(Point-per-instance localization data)
• • • • • • •

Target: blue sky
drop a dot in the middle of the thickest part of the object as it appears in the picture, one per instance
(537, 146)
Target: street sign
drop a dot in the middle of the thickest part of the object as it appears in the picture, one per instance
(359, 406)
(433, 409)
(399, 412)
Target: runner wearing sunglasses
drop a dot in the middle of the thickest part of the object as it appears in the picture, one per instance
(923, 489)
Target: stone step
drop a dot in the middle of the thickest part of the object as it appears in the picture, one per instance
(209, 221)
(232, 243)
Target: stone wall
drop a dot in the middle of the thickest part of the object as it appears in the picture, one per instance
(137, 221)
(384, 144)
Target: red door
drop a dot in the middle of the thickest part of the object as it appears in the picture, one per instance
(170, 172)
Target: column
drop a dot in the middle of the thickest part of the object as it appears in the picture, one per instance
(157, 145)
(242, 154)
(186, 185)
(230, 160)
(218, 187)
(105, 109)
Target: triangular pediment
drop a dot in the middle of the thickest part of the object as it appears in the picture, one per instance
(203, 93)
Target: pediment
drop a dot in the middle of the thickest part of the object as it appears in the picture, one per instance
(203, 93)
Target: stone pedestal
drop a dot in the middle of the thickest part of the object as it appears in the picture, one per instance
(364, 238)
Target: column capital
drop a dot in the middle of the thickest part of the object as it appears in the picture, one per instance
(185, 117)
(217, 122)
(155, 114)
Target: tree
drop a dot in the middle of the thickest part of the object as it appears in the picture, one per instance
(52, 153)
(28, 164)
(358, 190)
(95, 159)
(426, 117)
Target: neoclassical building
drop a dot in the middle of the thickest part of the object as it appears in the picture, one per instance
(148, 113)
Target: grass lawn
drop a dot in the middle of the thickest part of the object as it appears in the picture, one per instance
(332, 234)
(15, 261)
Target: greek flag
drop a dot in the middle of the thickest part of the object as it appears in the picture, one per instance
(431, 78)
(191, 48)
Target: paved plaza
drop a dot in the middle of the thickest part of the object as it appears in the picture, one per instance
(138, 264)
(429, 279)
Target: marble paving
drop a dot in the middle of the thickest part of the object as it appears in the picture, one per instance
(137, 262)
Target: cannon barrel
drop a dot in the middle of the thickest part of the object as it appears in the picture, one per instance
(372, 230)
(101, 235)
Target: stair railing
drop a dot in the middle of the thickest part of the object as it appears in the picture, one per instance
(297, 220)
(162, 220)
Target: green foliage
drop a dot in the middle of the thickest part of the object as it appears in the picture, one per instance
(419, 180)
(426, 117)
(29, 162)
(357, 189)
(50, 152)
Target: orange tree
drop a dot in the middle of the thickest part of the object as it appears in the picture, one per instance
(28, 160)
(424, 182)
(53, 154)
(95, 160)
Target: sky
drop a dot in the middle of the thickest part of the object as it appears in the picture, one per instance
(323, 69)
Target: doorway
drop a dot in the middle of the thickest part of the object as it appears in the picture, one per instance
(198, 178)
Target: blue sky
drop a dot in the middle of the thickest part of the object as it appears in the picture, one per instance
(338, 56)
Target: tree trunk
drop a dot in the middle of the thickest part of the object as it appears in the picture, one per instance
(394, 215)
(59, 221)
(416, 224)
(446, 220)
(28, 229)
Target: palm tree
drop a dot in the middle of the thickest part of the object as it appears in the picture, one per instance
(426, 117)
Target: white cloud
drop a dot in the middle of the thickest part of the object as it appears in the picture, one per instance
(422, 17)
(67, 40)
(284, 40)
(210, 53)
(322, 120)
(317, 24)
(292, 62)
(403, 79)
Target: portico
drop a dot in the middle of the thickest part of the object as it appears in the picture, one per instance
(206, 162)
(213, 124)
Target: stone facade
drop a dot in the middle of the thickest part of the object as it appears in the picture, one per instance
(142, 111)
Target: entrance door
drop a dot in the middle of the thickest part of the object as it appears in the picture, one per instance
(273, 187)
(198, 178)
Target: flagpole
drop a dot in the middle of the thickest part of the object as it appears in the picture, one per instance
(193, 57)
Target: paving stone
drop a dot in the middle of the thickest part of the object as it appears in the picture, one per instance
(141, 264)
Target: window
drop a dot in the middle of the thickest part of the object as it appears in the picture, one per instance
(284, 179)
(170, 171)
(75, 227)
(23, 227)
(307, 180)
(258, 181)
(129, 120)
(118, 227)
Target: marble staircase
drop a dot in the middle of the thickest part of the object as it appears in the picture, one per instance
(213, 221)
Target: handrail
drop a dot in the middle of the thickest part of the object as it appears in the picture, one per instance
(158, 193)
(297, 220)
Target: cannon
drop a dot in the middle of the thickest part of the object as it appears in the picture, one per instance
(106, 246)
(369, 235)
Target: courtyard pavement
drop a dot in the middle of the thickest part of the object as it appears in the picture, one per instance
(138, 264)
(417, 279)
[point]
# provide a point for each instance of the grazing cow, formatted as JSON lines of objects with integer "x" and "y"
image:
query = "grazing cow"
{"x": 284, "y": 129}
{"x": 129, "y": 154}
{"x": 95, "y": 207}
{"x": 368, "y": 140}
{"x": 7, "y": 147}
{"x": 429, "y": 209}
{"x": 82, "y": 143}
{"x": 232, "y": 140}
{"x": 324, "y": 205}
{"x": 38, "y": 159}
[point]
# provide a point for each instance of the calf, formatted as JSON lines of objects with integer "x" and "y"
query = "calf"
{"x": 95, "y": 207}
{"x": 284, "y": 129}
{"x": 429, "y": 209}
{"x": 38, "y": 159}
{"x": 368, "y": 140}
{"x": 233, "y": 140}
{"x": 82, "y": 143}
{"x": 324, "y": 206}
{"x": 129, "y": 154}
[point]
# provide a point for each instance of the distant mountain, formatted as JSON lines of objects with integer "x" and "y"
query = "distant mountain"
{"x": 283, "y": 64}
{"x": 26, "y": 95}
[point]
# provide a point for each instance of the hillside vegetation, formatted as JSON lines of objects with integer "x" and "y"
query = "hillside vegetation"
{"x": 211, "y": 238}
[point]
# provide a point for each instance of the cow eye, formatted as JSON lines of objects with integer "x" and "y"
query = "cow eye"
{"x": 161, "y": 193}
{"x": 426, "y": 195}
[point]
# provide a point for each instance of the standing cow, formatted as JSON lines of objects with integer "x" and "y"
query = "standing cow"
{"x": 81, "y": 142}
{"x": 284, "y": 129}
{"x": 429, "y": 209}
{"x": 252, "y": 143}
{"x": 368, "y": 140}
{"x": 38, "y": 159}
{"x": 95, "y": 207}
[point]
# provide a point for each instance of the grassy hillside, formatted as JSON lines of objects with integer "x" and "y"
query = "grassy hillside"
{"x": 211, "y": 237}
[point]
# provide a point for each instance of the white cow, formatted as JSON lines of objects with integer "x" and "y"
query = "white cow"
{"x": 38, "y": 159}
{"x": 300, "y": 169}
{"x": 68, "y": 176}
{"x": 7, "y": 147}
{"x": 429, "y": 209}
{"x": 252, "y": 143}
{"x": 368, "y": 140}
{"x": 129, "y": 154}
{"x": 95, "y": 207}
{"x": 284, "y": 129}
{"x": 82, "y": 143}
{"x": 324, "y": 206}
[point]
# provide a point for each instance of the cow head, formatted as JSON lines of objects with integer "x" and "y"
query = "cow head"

• • • • • • •

● Assigned task:
From the records above, pull every line that carries the word "marble".

● The answer:
Target: marble paving
Target: marble staircase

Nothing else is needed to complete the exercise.